● **Exercise task**: For each numbered statement, answer yes or no according to the reading notes on Ruth 3–4, and quote the words of the notes that decide it. 1. Redeeming Ruth would put the closer kinsman-redeemer's inheritance at risk. 2. A son born of a Levirate marriage was counted as the legal heir of the living brother. 3. Boaz had priority over the other kinsman in choosing to marry Ruth.

● **Given passage**:
##############################
Bible Readings for August 10th

Ruth 34 | Acts 28 | Jeremiah 38 | Psalms 1112

In Ruth 3–4, the other sandal drops. We discover here that there is another, closer kinsman-redeemer to the family of Elimelech who would have priority in choosing to marry Ruth (Ruth 3:12–13) and that redeeming Ruth would put that man’s inheritance at risk (Ruth 4:6). Under the Mosaic law, a surviving brother would marry his dead brother’s widow in a Levirate marriage. When the woman bore a son, that son would be considered the legal heir not of the living brother but of the dead brother (Deut. 25:7), which is exactly what Boaz describes to the other, closer redeemer in Ruth 4:5: “The day that you buy the field from the hand of Naomi, you also acquire Ruth, the Moabite, the widow of the dead, in order to perpetuate the name of the dead in his inheritance.”
##############################
● **Listed records**:

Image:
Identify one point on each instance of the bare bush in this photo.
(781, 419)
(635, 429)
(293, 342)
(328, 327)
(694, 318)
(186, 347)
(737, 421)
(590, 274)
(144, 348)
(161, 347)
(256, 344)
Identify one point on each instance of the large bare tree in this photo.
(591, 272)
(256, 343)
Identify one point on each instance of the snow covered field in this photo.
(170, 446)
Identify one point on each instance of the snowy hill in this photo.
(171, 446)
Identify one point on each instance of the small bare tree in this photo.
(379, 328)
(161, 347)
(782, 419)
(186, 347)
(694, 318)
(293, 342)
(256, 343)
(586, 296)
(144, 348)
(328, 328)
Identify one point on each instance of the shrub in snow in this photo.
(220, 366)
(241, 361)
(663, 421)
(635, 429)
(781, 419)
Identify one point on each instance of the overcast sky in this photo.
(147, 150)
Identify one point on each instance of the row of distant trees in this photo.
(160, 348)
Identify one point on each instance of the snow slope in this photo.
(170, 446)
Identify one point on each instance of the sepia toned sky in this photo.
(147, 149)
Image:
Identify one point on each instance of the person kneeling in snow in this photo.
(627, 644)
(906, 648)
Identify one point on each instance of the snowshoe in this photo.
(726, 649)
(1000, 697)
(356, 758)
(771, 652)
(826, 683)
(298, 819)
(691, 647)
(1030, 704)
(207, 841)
##############################
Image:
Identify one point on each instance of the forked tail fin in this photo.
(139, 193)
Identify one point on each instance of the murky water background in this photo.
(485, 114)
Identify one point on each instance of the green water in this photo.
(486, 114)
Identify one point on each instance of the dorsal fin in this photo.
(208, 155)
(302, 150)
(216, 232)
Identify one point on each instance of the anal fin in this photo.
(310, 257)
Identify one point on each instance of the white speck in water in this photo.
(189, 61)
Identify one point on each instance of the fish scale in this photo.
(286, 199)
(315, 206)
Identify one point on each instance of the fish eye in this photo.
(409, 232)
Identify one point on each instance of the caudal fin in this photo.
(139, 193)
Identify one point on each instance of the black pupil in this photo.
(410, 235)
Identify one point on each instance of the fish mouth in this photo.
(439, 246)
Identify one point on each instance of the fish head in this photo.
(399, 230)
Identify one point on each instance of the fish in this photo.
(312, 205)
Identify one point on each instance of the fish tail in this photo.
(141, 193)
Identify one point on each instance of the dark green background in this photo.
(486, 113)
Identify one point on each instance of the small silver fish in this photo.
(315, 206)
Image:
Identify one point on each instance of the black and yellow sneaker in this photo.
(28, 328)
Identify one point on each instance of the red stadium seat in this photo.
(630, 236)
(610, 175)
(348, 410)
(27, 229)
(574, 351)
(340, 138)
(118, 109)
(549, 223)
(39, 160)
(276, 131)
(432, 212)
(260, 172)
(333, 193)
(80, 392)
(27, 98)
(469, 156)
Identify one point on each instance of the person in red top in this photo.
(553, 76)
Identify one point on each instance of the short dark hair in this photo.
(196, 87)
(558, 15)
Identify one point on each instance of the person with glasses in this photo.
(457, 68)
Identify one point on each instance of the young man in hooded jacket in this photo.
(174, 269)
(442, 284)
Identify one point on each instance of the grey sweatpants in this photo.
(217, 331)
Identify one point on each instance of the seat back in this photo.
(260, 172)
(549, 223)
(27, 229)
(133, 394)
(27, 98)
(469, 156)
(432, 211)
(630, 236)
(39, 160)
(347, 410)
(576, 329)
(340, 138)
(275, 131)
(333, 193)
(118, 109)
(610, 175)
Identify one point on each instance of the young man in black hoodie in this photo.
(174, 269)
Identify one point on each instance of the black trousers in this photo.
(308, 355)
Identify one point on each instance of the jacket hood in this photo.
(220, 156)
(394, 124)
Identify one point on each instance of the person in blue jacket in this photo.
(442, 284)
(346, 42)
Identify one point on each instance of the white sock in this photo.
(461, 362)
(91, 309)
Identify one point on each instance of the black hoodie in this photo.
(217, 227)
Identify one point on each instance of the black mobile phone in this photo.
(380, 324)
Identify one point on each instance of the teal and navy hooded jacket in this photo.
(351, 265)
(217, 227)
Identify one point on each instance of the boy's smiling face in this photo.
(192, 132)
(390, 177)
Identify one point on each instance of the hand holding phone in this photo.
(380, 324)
##############################
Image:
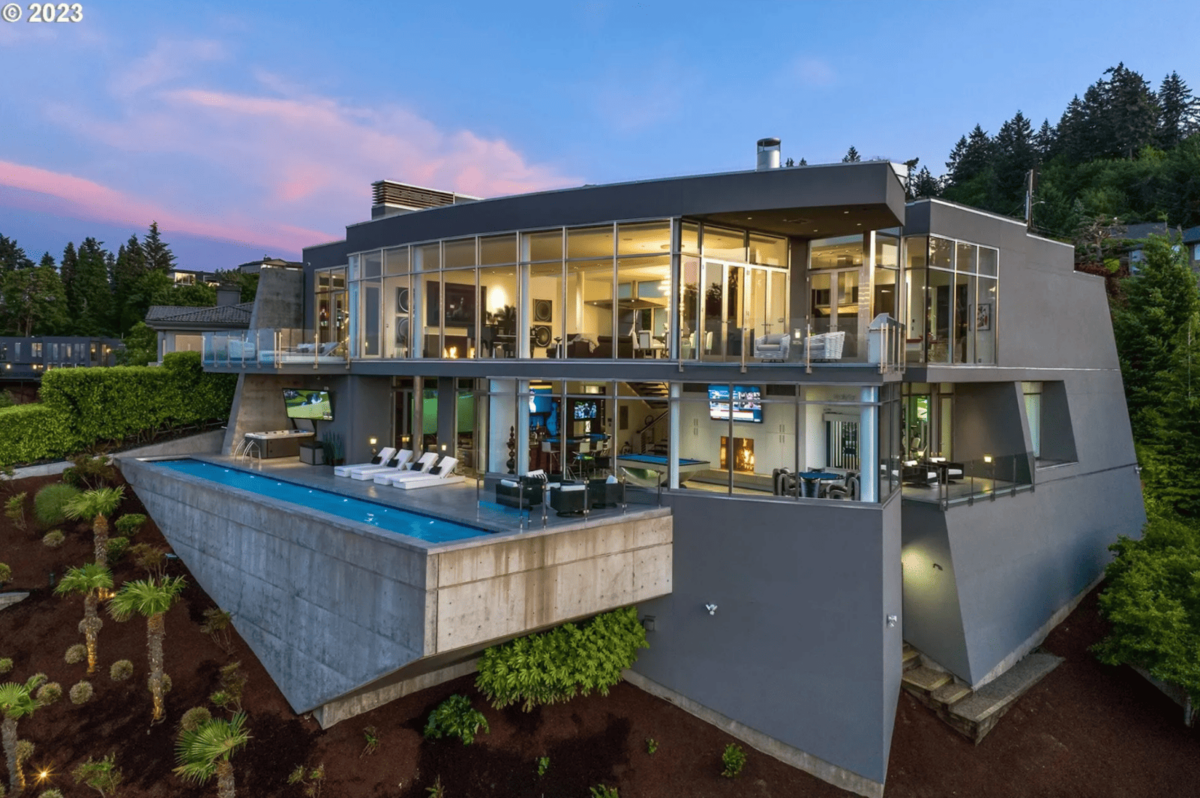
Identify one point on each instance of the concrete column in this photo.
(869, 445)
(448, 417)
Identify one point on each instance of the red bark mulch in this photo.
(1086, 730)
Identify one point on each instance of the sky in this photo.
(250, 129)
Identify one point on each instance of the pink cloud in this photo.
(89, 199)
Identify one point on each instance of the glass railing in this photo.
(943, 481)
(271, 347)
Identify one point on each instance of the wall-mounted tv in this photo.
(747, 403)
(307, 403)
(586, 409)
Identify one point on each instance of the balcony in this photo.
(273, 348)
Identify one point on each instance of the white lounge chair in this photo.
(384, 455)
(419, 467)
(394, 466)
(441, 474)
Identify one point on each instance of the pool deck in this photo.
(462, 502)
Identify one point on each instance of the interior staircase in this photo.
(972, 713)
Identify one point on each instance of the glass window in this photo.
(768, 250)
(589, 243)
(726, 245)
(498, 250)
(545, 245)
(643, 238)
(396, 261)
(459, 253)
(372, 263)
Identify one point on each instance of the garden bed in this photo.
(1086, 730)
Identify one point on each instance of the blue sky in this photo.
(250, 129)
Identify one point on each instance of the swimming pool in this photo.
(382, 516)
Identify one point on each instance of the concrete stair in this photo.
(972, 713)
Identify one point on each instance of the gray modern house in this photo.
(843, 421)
##############################
● **Solution**:
1. Yes: "redeeming Ruth would put that man’s inheritance at risk"
2. No: "that son would be considered the legal heir not of the living brother but of the dead brother"
3. No: "there is another, closer kinsman-redeemer to the family of Elimelech who would have priority in choosing to marry Ruth"